/---
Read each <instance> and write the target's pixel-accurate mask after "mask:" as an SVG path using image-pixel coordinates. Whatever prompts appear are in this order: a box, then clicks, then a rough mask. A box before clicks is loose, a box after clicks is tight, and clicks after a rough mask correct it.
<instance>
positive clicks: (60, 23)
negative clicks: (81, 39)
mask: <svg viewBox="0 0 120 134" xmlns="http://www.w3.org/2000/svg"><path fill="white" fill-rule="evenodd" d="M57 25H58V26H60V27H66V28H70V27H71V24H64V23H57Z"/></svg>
\---
* **Task statement**:
Copy out the records once more. Match them exactly.

* **Answer space**:
Read each <instance> and write the target's pixel-accurate mask after "mask:" as an SVG path using image-pixel coordinates. Whatever prompts appear are in this order: a box, then clicks, then a rough mask. A box before clicks is loose, a box after clicks is tight, and clicks after a rough mask correct it.
<instance>
positive clicks: (60, 23)
negative clicks: (81, 39)
mask: <svg viewBox="0 0 120 134" xmlns="http://www.w3.org/2000/svg"><path fill="white" fill-rule="evenodd" d="M57 25H58V26H60V27H66V28H70V27H71V24H64V23H57Z"/></svg>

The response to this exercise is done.